● **Kaynak metin**
Abdulbaki Gölpınarlı

Anam oğlu dedi, sakalımı, başımı bırak benim, gerçekten de, sözüme tam uymadın da İsrâiloğullarının arasına ayrılık saldın diyeceğinden korktum.

Abdullah Parlıyan

"Ey anamın oğlu!" dedi. "Saçımdan sakalımdan tutma benim; gerçek şu ki ben senin, "Bak İsrailoğullarının arasına ayrılık düşürdün sözümü tutmadın demenden korktum."

Adem Uğur

(Harun) Ey annemin oğlu! dedi, saçımı sakalımı, yolma! Ben, senin "İsrailoğullarının arasına ayrılık düşürdün; sözümü tutmadın!" demenden korktum.

Ahmed Hulusi

(Harun) dedi ki "Ey anamın oğlu! Saçıma, sakalıma yapışıp durma! Muhakkak ki ben ‘İsrailoğulları arasında ayrılık çıkardın, sözümü tutmadın’ demenden korktum."

Ahmet Varol

’İsrailoğullarının arasında ayrılık çıkardın ve sözümü tutmadın’ demenden korktum.’

Ali Bulaç

Dedi ki "Ey annemin oğlu, sakalımı ve başımı tutup-yolma. Ben, senin "İsrailoğulları arasında ayrılık çıkardın, sözümü önemsemedin" demenden endişe edip korktum."

Ali Fikri Yavuz

(Harûn şöyle) dedi "- Ey anamın oğlu, sakalımı ve başımı (saçımı) yakalama. Ben, senin; "- İsrail oğulları arasında ayrılık çıkardın, sözüme bakmadın." diyeceğinden korktum.

Bayraktar Bayraklı

Hârûn, “Ey anamın oğlu!” dedi, “Saçımı sakalımı yolma! Emin ol ki ben senin; ‘İsrâiloğullarının arasına ayrılık düşürdün, sözümü tutmadın!` demenden korktum.”

● **Görev a**
Aşağıdaki satırlardan içinde "shorts" sözcüğü geçenlerin hepsini topla.

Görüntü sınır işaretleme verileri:

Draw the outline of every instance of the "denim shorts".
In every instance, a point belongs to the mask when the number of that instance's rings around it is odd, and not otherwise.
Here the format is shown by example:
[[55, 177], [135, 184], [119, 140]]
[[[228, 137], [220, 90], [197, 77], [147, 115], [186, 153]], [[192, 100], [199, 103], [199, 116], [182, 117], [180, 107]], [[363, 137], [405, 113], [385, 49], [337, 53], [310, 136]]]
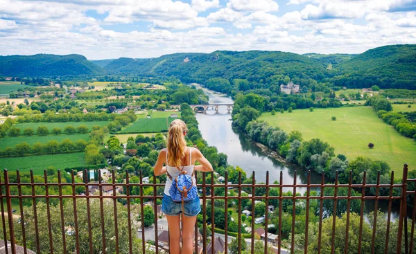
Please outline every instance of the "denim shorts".
[[[184, 214], [187, 217], [198, 215], [201, 211], [201, 205], [199, 197], [192, 200], [184, 202]], [[162, 212], [166, 215], [177, 216], [182, 213], [182, 202], [175, 202], [166, 194], [163, 194], [162, 199]]]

● **Görev b**
Kaynak metinden "Abdulbaki Gölpınarlı" sözlerinden "saldın diyeceğinden korktum." sözlerine kadar olan bölümü aynen alıntıla.

● **Alıştırma cevabı a**
Draw the outline of every instance of the "denim shorts".
Please outline every instance of the "denim shorts".

● **Alıştırma cevabı b**
Abdulbaki Gölpınarlı

Anam oğlu dedi, sakalımı, başımı bırak benim, gerçekten de, sözüme tam uymadın da İsrâiloğullarının arasına ayrılık saldın diyeceğinden korktum.